Directions for this task: Take the records underneath and set them down exactly.

[Entries from a dataset]
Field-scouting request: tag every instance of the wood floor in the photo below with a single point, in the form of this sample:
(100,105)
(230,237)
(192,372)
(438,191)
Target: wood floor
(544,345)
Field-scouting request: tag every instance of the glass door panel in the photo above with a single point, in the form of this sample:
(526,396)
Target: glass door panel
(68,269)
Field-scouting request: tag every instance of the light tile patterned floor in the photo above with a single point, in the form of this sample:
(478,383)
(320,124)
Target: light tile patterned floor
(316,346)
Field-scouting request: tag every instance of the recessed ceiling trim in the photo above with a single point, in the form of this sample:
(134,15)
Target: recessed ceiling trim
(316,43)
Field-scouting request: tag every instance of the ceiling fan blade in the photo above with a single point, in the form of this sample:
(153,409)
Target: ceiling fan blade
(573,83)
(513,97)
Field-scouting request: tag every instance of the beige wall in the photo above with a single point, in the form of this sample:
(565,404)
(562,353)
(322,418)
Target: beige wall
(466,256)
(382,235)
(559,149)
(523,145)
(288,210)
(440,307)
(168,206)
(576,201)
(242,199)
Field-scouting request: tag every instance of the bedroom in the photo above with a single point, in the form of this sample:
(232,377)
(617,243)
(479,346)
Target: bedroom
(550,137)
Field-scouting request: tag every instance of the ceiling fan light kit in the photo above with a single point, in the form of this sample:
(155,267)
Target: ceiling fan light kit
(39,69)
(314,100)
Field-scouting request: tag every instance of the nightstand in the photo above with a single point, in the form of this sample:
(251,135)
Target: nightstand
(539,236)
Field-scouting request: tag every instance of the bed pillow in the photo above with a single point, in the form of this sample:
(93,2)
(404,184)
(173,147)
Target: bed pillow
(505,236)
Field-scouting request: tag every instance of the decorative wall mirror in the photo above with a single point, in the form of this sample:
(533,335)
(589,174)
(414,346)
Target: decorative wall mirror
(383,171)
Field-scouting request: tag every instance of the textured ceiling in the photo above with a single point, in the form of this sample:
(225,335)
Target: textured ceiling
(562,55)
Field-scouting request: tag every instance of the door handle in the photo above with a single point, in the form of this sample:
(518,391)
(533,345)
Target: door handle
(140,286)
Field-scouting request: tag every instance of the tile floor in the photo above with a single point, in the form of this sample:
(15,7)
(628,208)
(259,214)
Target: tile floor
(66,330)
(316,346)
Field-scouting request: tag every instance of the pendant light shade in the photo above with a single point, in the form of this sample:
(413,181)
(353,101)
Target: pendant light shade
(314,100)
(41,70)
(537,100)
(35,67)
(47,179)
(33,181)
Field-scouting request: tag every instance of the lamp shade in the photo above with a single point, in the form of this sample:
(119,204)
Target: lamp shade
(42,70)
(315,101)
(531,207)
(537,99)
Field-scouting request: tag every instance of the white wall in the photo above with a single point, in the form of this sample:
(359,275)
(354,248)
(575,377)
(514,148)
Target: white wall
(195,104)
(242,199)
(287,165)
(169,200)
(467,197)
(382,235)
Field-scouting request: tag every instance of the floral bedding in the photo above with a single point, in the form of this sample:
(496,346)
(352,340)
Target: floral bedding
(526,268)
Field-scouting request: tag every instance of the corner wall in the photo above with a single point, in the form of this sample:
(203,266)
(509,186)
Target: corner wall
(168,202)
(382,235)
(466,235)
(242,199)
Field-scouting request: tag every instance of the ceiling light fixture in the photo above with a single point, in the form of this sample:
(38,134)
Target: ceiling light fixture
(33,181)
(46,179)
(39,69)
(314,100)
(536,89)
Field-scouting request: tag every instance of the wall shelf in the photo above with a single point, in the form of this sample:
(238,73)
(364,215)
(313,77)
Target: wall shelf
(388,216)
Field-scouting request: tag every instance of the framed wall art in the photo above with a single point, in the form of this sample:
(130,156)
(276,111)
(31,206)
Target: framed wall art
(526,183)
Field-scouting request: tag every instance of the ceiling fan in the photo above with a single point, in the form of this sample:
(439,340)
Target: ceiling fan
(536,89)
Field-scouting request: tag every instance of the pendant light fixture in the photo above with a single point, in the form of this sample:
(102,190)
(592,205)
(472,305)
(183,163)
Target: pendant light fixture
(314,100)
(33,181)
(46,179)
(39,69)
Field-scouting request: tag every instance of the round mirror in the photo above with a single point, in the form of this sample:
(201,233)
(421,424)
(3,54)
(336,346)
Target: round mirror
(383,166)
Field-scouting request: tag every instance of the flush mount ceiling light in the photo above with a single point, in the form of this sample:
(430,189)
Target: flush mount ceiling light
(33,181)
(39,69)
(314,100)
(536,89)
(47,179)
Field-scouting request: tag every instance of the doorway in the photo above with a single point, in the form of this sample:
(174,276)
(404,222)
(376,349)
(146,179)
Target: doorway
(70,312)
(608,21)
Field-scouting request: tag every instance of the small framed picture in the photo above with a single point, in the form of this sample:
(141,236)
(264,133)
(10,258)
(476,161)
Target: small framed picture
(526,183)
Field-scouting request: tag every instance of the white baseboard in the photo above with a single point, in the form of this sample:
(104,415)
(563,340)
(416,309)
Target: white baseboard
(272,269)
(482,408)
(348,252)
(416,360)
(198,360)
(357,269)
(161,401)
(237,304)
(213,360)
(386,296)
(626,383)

The result:
Field-scouting request: tag every instance of the wood floor in the photo below with a single point, in the form of this sample:
(100,105)
(230,237)
(192,372)
(438,191)
Target: wood floor
(544,345)
Field-scouting request: tag every instance of the glass door panel in the photo above with a single point, in the form of this sample:
(526,396)
Target: glass door panel
(68,269)
Field-scouting request: tag every instance of the light tile patterned floor in the photo above with a single point, in the form of this sample:
(478,383)
(320,124)
Target: light tile patterned floor
(316,346)
Field-scouting request: tag every instance of the recessed ceiling trim in the photo above with a single point, in the form of this sample:
(134,15)
Target: recessed ceiling trim
(316,43)
Field-scouting request: tag every instance of the ceiling fan blade in the photo above with a single point, in the form of this sample:
(153,409)
Target: ceiling fan blade
(573,83)
(513,97)
Field-scouting request: tag every instance of the beige wall in the photo above with a single point, in the form of this sample:
(565,404)
(562,353)
(322,418)
Target: beige wall
(466,256)
(382,235)
(559,149)
(523,145)
(288,210)
(440,307)
(168,206)
(576,201)
(242,199)
Field-scouting request: tag every instance of the bedroom in the photo above with a single point, in the form of this sample:
(232,377)
(617,243)
(479,346)
Target: bedroom
(550,137)
Field-scouting request: tag every instance of the ceiling fan light kit in the photo above with a single point, in the form of this sample:
(155,267)
Target: ceiling fan light kit
(39,69)
(314,100)
Field-scouting request: tag every instance of the nightstand in the photo above with a single point, in the form of this sample:
(251,135)
Target: nightstand
(539,236)
Field-scouting request: tag every instance of the bed pillow in the photo above with a single point, in the form of this sample:
(93,2)
(404,184)
(173,147)
Target: bed pillow
(505,236)
Field-scouting request: tag every instance of the decorative wall mirror in the photo above with a single point, in the form of this sample:
(533,335)
(589,174)
(414,346)
Target: decorative wall mirror
(383,171)
Field-scouting request: tag every instance of the textured ceiling in the photo above with a single point, in the form of this sample:
(225,335)
Target: textured ceiling
(562,55)
Field-scouting request: tag every instance of the door handle in the photo above with a single point, in the form of this sample:
(518,391)
(533,345)
Target: door handle
(140,286)
Field-scouting request: tag every instance of the tile floor in the photo above with a single point, in the form of this sample:
(15,7)
(628,208)
(259,214)
Target: tile floor
(66,330)
(316,346)
Field-scouting request: tag every instance of the pendant light shade in the photo above with a single point, in the form of this sample:
(413,181)
(353,101)
Target: pendant light shade
(314,100)
(41,70)
(537,100)
(35,67)
(47,179)
(33,181)
Field-scouting request: tag every instance of the lamp shade in the photo above with a single point, in the form of this sample:
(119,204)
Target: lamp shade
(42,70)
(315,101)
(531,207)
(537,99)
Field-scouting request: tag every instance of the white wall in the photo above with a single point, in the form of this sample:
(359,275)
(354,248)
(575,377)
(514,148)
Target: white wall
(195,104)
(242,199)
(287,165)
(169,200)
(467,197)
(382,235)
Field-scouting request: tag every instance of the floral bedding in the photo above with a single point, in the form of this sample:
(496,346)
(352,340)
Target: floral bedding
(526,268)
Field-scouting request: tag every instance of the corner wall in the photo above with a single point, in the form of this sample:
(203,266)
(509,186)
Target: corner wall
(168,202)
(382,235)
(466,235)
(242,199)
Field-scouting request: tag every instance of the ceiling light fixture in the photo above with a single point, in the form of this sample:
(38,134)
Target: ceiling light fixture
(33,181)
(46,179)
(39,69)
(314,100)
(536,89)
Field-scouting request: tag every instance of the wall shelf in the photo above with a single point, in the form of this sample:
(238,73)
(364,215)
(313,77)
Target: wall shelf
(388,216)
Field-scouting request: tag every instance of the framed wall art in the photo above with a single point, in the form of this sample:
(130,156)
(276,111)
(31,206)
Target: framed wall art
(526,183)
Field-scouting request: tag every instance of the ceiling fan in the photo above with a single point, in the form of this sample:
(439,340)
Target: ceiling fan
(536,89)
Field-scouting request: tag every instance of the pendant light fixture in the photo above with a single point, in the form of this sample:
(102,190)
(592,205)
(472,305)
(183,163)
Target: pendant light fixture
(314,100)
(33,181)
(46,179)
(39,69)
Field-scouting request: tag every instance of the round mirror in the photo above with a single point, in the form of this sample:
(201,233)
(421,424)
(3,54)
(336,346)
Target: round mirror
(383,166)
Field-scouting request: tag every instance of the flush mount ceiling light in the photo above with a single point, in the form of this sample:
(430,189)
Target: flush mount ceiling light
(33,181)
(39,69)
(314,100)
(536,89)
(47,179)
Field-scouting request: tag every instance of the doorway in the photo above with a single point, in the form of this sample:
(174,276)
(404,222)
(376,349)
(146,179)
Target: doorway
(70,312)
(608,21)
Field-scouting request: tag every instance of the small framed picture in the photo above with a single point, in the form of this sample:
(141,236)
(264,133)
(10,258)
(476,161)
Target: small framed picture
(526,183)
Field-scouting request: tag every instance of the white baseboard in the photo above with a single point, in the form of this sample:
(104,415)
(563,340)
(416,309)
Target: white baseboard
(272,269)
(482,408)
(348,252)
(416,360)
(198,360)
(357,269)
(161,401)
(237,304)
(213,360)
(386,296)
(626,383)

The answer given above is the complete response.